▶ _Article_
A growing dependence on smartphones and satellite navigation systems to find our way threatens the future for basic map reading and compass knowledge, the Royal Institute of Navigation is warning. Roger McKinlay, president of the institute, says society is becoming “sedated by software” as it loses both a practical skill and spur to self-reliance.
As a long-distance walker who shuns the satnav and relies on map and compass navigation, I tend to agree. But, let’s get the statement in perspective.
There are 7 billion people on this planet, give or take a few. Half of them are female and, let’s face it, with very few exceptions (Felicity Aston, Calamity Jane, Amelia Earhart, Freya Stark, Fanny Bullock Workman, …) women cannot navigate. It’s an undeniable fact stemming from the hunter/nester divide. Women have no perception of north, south, east or west and their lack of spatial imagery forbids any intuitive or otherwise innate method of finding a route from A to B. So we can forget about women losing map-and-compass skills. They never had such skills in the first place!
(Women who feel outraged by such sweeping assertions are invited to prove me wrong but their comments should be accompanied by a scanned-in certified image of a National Navigation Award Scheme personal certificate at either Bronze, Silver or Gold level.)
That leaves 3.5 billion males who are potentially affected by the satnav craze.
Satnavs in cars started around 2000 followed by satnav apps on smartphones in 2010. This means that only males born after 2000 have had access to satnav navigation systems and so will not have developed their map-reading skills. Assuming the world’s male population is evenly spread in ages across eight decades—the 0- 9 year olds, 10 -19 year olds, … up to 70 – 79 year olds—this restricts the lost skills generation to those in the first two age bands i.e. those between the ages of 0 and 19.

▶ _Task inputs_
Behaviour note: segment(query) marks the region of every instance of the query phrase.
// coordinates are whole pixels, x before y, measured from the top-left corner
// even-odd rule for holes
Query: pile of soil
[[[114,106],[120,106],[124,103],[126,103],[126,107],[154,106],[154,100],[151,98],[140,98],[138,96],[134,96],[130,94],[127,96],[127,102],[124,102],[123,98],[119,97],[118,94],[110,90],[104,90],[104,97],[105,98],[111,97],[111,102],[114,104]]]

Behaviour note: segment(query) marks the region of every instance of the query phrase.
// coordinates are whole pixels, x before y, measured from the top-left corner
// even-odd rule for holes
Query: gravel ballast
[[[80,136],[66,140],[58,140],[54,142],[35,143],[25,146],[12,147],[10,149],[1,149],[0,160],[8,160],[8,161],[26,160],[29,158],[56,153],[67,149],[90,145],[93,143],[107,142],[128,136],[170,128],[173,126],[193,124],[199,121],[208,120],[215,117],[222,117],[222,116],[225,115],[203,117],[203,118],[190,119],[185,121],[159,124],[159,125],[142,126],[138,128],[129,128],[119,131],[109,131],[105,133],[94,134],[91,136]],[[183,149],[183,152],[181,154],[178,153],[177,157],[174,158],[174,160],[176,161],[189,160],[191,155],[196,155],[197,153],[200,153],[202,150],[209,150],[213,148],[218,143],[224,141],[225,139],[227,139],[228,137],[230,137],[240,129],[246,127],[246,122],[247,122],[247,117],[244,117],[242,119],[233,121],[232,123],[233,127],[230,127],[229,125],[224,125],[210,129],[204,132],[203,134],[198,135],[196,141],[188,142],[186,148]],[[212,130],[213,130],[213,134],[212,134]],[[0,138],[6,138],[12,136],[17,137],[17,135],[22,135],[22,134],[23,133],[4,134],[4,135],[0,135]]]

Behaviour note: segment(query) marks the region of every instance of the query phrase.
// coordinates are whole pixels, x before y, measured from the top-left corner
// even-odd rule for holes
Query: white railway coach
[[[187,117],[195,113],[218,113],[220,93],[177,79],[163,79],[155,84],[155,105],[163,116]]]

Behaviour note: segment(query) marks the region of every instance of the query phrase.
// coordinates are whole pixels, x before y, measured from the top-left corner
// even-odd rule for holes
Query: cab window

▶ _Goals_
[1] Summarize the article on navigation skills in two sentences.
[2] Please copy the part of the entries that runs from their start through the line containing "Query: pile of soil", keeping both ends.

▶ _Task-by-task solutions_
[1] The Royal Institute of Navigation warns that growing dependence on smartphones and satellite navigation threatens basic map-reading and compass knowledge, and its president, Roger McKinlay, says society is becoming "sedated by software." The author, a long-distance walker who relies on map and compass, agrees but, claiming that women never had such skills, argues that only males born after 2000, those aged 0 to 19, are affected.

[2]
Behaviour note: segment(query) marks the region of every instance of the query phrase.
// coordinates are whole pixels, x before y, measured from the top-left corner
// even-odd rule for holes
Query: pile of soil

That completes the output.